● **Exercise aim**
Each line below from the one containing "Detect the tree" through the one containing "Detect the mulch" is to be given again exactly, and no line outside that span.

● **Records supplied**
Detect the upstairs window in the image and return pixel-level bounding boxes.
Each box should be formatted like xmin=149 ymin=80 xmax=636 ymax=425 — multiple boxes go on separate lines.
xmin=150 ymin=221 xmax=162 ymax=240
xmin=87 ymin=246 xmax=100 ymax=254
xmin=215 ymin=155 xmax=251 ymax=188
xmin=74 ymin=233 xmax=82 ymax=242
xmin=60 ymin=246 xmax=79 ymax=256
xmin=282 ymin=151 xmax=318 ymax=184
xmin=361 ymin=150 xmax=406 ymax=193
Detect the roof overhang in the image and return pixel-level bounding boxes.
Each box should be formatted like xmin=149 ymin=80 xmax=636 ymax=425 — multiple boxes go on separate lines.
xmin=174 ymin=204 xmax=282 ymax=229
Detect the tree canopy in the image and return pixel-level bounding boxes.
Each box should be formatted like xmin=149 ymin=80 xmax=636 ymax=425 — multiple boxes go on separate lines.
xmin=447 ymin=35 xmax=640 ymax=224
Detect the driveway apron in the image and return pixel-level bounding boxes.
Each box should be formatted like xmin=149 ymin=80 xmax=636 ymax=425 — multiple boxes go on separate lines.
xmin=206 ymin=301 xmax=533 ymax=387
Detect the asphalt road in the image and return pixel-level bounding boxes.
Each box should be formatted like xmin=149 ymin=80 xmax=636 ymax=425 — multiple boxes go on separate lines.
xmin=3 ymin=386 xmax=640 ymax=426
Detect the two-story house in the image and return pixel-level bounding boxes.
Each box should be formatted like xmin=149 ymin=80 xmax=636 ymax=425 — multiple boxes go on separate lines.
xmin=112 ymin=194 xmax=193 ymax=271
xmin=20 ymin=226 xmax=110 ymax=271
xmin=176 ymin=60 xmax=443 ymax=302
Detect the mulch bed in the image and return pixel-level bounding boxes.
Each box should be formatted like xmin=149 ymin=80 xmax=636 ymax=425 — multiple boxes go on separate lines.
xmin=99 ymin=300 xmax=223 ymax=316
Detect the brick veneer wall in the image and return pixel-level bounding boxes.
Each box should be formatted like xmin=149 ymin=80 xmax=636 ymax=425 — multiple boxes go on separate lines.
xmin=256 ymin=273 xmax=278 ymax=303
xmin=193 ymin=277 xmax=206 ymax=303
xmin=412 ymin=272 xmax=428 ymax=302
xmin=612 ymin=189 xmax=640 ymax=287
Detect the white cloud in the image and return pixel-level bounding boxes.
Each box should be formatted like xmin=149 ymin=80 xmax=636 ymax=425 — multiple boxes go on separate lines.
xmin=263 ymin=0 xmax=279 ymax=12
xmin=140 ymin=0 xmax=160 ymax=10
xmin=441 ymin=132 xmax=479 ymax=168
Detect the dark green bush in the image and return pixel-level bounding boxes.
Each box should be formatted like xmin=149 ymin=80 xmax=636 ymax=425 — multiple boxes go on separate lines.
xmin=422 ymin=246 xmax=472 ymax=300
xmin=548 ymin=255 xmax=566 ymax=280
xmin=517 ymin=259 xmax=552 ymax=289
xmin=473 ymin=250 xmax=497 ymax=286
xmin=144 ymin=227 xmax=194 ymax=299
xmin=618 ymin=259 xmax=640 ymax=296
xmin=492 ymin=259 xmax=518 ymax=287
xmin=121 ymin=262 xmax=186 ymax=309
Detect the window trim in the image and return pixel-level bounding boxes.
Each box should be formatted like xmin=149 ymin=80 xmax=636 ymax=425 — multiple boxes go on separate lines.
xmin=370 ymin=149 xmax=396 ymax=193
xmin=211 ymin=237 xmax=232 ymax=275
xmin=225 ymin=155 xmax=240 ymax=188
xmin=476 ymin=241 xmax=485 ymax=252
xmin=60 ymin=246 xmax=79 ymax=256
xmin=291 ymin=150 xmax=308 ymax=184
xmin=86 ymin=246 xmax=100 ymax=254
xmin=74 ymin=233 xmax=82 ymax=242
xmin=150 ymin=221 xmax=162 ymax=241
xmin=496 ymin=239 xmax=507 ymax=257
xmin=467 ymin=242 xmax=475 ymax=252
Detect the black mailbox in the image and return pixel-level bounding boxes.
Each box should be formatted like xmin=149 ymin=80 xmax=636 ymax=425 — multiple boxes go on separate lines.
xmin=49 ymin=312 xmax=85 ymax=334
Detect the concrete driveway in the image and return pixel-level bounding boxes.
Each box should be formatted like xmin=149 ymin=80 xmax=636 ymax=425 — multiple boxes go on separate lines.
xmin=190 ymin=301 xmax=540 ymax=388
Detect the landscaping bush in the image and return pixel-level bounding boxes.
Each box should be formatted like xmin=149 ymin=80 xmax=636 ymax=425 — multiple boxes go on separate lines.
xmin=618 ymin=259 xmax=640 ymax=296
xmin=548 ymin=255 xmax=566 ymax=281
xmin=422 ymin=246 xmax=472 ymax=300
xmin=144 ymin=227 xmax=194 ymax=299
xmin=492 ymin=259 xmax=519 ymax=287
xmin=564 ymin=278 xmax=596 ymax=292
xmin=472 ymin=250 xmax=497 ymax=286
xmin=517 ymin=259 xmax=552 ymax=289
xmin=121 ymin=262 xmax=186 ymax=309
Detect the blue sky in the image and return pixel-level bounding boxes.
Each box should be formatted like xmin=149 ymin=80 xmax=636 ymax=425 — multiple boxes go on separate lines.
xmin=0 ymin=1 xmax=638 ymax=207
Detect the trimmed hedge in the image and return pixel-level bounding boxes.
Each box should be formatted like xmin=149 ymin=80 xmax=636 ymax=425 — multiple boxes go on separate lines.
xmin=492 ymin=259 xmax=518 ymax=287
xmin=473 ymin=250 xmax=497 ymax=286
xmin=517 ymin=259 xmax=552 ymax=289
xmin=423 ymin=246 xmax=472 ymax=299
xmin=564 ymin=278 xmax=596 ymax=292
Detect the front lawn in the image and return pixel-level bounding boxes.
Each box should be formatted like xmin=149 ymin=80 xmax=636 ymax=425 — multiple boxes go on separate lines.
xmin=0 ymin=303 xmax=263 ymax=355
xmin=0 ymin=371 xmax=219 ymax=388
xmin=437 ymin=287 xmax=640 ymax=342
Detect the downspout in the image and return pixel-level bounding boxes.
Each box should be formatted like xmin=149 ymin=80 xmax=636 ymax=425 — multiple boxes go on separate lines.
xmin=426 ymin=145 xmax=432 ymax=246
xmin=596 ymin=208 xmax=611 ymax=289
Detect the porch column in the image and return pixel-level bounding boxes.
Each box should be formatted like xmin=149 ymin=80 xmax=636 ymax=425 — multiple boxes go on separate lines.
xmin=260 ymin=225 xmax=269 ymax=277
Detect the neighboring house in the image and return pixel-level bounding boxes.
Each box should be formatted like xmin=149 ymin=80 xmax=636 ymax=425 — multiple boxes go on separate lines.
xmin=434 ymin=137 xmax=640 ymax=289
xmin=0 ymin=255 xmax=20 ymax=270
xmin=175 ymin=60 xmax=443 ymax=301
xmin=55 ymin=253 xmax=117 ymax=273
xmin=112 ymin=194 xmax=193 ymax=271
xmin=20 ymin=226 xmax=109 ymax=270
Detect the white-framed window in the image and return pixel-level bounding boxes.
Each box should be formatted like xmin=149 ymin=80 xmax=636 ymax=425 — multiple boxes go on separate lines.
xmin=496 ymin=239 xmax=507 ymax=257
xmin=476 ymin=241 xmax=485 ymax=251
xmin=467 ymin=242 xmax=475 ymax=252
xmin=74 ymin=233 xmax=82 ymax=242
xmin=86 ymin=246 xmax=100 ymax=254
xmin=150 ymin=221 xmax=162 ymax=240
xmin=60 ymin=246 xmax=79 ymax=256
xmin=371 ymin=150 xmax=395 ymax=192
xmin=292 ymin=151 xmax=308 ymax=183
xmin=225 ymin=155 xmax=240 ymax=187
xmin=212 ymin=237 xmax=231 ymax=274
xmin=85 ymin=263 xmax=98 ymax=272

● **Solution to the problem**
Detect the tree canopy in the image and return pixel-level bounding boxes.
Each box should be formatted like xmin=149 ymin=80 xmax=636 ymax=425 — multiple boxes go on separate lines.
xmin=447 ymin=35 xmax=640 ymax=224
Detect the driveway apron in the image and return pixel-level bounding boxes.
Each box should be formatted like xmin=149 ymin=80 xmax=636 ymax=425 — multiple boxes go on separate lines.
xmin=206 ymin=301 xmax=533 ymax=387
Detect the asphalt road in the image and return pixel-level bounding boxes.
Each box should be formatted like xmin=149 ymin=80 xmax=636 ymax=425 — multiple boxes go on separate lines.
xmin=3 ymin=386 xmax=640 ymax=426
Detect the two-story house in the image and return pixel-level bounding boxes.
Each box should be formatted like xmin=149 ymin=80 xmax=636 ymax=425 — multiple boxes go on separate lines.
xmin=112 ymin=194 xmax=193 ymax=271
xmin=20 ymin=226 xmax=110 ymax=271
xmin=176 ymin=60 xmax=443 ymax=302
Detect the mulch bed in the image and return pixel-level bounding boxes.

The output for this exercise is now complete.